> _Task objective_: State how many lines in the rows below contain the word "every". Reply with the number alone.

BEGIN

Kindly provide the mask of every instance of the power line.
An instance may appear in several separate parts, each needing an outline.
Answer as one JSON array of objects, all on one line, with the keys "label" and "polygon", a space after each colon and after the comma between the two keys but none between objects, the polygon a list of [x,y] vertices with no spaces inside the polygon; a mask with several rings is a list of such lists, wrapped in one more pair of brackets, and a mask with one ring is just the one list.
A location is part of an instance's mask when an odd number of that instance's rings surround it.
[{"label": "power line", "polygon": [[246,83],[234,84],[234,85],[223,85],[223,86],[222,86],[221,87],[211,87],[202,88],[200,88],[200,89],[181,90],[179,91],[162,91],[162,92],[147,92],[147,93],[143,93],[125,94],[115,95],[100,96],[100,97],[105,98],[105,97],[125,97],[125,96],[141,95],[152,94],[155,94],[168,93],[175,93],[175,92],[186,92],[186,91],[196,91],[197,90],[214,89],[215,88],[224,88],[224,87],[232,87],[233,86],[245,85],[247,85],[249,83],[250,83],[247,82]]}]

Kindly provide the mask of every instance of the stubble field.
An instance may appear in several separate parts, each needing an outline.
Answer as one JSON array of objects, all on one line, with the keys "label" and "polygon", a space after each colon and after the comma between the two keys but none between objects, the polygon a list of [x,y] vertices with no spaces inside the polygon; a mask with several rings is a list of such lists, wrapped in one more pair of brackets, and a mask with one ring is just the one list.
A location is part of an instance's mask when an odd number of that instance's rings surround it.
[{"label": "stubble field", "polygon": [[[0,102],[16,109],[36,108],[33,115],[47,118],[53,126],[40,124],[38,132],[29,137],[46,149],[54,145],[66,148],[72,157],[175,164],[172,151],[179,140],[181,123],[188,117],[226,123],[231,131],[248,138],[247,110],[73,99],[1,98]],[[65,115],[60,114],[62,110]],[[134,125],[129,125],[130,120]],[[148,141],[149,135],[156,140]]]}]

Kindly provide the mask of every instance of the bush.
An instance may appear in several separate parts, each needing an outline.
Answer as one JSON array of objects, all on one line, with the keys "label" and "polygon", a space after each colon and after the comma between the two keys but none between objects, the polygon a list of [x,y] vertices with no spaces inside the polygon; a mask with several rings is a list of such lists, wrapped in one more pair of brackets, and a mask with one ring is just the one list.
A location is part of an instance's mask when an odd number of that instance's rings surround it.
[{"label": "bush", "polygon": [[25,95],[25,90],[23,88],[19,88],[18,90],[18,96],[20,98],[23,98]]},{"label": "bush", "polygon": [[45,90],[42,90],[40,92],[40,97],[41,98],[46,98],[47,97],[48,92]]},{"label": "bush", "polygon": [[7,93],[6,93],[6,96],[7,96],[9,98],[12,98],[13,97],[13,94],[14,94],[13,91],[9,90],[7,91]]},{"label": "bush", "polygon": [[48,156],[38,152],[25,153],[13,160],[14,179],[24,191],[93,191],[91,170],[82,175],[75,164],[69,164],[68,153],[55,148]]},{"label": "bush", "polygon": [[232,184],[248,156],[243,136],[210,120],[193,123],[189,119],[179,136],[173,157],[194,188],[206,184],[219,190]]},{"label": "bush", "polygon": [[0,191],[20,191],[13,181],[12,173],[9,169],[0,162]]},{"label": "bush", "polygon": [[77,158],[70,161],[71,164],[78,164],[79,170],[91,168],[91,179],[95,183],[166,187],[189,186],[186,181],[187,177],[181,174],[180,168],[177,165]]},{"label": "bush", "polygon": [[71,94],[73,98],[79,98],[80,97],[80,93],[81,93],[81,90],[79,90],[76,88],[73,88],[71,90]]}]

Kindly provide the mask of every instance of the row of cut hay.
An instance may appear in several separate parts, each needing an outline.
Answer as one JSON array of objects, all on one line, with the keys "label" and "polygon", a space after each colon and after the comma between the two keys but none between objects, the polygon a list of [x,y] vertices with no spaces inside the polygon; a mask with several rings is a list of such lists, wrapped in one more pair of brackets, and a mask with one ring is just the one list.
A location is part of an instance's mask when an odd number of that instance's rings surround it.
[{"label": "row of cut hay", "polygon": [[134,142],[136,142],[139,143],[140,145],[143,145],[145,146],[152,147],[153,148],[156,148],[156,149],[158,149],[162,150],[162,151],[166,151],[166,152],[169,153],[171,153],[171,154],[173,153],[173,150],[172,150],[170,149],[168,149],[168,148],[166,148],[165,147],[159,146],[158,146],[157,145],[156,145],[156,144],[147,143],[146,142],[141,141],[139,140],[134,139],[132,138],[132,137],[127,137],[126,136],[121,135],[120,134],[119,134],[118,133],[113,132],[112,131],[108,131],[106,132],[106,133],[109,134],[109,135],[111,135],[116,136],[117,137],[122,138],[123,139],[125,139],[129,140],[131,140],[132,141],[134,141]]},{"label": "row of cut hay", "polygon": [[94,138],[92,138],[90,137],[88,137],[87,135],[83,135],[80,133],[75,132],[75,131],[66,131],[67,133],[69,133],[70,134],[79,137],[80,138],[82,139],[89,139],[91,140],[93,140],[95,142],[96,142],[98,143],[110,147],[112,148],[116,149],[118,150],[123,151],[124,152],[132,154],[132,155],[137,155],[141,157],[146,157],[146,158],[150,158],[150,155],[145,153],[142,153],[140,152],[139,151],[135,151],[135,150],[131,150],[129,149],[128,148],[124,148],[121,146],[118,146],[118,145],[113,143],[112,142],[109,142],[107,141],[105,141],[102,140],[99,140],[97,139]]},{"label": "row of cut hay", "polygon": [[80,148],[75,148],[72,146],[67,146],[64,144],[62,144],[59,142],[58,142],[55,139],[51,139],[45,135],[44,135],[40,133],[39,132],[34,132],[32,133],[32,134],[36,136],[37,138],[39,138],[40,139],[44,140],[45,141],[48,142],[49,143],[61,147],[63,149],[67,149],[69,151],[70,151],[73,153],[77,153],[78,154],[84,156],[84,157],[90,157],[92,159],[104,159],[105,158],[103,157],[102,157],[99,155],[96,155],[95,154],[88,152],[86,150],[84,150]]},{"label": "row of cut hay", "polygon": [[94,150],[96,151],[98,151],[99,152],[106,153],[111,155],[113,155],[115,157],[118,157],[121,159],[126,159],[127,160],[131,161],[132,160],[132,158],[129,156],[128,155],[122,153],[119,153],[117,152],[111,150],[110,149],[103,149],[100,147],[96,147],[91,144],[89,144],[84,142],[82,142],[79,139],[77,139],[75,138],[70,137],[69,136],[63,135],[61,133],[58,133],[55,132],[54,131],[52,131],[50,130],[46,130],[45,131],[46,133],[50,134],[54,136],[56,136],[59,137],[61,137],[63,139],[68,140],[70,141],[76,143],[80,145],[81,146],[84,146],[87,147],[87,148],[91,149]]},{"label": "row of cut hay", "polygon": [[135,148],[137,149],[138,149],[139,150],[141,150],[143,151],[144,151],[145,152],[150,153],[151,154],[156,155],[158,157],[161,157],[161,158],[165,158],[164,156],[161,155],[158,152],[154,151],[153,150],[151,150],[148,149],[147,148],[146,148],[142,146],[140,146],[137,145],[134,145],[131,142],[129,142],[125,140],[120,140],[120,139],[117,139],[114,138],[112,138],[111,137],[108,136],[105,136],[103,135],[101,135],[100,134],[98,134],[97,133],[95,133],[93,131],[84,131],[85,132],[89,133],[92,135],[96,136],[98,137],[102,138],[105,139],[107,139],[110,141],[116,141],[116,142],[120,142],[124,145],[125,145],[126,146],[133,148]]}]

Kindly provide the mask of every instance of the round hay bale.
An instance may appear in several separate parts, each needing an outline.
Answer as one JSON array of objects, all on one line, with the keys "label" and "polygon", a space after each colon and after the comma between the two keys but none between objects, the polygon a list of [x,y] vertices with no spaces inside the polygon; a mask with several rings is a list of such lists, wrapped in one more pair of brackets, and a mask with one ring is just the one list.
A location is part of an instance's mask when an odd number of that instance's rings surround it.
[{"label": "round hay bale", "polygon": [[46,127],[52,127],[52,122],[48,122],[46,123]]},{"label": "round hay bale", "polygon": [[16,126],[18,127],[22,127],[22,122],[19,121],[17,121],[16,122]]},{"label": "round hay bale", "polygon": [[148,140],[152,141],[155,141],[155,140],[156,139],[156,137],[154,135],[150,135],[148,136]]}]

END

> _Answer for the task_: 5